## Task directions
Pick out every line of the listing that contains the string "fields", and copy each one whole. Case counts.

## Data for this task
........

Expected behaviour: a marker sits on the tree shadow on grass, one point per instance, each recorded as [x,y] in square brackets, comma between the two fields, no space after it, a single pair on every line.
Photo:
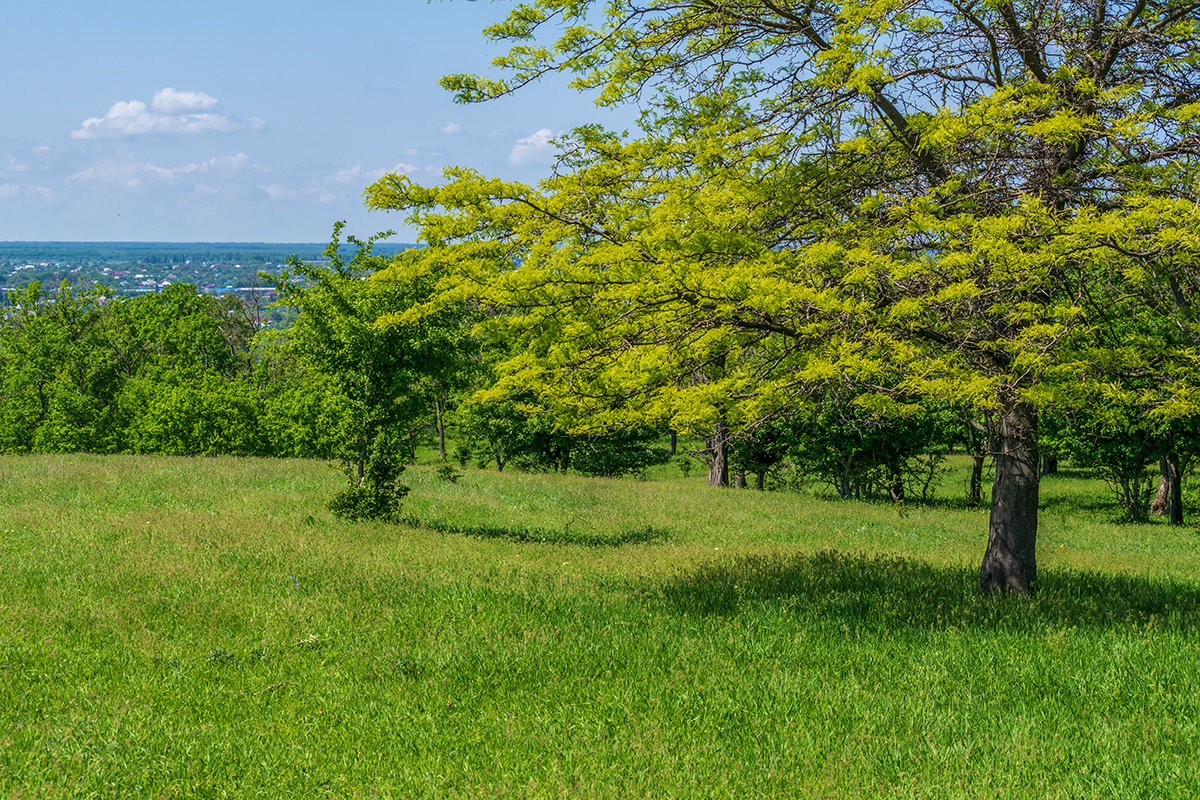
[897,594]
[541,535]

........

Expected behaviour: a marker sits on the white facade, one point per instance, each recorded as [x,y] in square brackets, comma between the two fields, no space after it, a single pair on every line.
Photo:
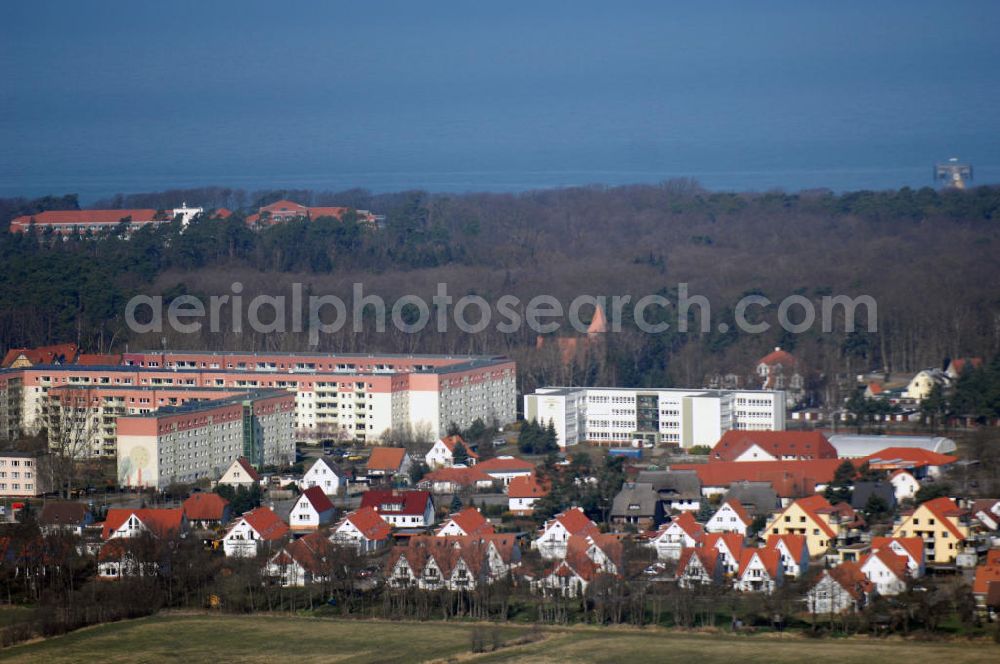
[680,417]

........

## Full answer
Expected behaviour: a marker sits on the tree shadow on grass, one point per instance, each recorded as [x,y] in square brackets, comma between the two fields, no space after it, a single pair on every line.
Expected behaviour: a marker sits on the white facade, one point per instance, each recorded as [x,y] in square brackets, comma between the two fields, no space after it, a single pair on every line.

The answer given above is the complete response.